Dataset entries:
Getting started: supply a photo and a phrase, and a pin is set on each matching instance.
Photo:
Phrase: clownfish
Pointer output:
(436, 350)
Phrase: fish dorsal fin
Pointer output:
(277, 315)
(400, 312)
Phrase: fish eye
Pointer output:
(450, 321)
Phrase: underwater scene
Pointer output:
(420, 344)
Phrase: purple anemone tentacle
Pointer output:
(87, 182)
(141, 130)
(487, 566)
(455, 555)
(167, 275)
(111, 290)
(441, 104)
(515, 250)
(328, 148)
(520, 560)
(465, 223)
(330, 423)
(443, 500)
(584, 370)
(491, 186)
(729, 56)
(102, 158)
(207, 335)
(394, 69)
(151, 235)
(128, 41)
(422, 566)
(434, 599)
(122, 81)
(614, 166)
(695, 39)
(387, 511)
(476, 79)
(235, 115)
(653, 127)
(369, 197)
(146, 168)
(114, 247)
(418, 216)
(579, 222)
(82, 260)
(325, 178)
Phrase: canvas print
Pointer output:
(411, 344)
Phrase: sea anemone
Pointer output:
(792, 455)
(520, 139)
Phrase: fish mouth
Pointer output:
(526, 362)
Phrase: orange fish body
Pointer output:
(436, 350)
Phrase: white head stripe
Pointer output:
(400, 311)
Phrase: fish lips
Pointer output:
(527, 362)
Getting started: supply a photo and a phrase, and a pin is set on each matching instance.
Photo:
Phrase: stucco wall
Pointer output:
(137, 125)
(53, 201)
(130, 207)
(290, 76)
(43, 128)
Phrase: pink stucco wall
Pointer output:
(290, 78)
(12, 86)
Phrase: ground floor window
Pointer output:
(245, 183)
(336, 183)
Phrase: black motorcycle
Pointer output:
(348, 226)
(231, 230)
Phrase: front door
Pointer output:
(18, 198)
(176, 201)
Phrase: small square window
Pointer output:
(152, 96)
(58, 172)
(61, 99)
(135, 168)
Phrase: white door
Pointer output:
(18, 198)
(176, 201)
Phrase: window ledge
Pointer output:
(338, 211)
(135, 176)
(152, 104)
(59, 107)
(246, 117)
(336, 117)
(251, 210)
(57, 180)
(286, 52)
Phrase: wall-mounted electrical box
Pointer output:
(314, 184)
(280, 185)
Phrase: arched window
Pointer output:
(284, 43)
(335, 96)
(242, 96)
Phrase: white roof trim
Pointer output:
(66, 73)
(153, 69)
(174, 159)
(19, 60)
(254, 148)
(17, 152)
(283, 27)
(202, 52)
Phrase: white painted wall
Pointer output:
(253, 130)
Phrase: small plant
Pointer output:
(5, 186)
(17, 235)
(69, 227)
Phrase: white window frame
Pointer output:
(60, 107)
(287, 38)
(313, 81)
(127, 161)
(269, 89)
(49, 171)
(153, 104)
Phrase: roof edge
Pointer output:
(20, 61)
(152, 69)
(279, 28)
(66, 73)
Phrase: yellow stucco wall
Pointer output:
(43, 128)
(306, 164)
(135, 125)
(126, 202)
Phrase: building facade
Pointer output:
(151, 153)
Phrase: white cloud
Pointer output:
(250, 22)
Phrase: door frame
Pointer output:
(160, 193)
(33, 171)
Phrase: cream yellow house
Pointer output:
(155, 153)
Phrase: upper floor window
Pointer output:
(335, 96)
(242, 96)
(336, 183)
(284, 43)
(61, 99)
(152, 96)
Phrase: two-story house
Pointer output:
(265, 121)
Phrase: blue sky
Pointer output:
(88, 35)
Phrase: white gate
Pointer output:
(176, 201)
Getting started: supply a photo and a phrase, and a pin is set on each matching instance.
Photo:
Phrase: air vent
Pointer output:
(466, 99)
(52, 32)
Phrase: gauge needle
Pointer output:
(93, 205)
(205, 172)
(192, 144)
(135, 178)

§ **Work required**
Pick out every line above that holds the word "anemone" and copy it.

§ **Exercise solution**
Phrase: purple anemone tentacle
Phrase: sea anemone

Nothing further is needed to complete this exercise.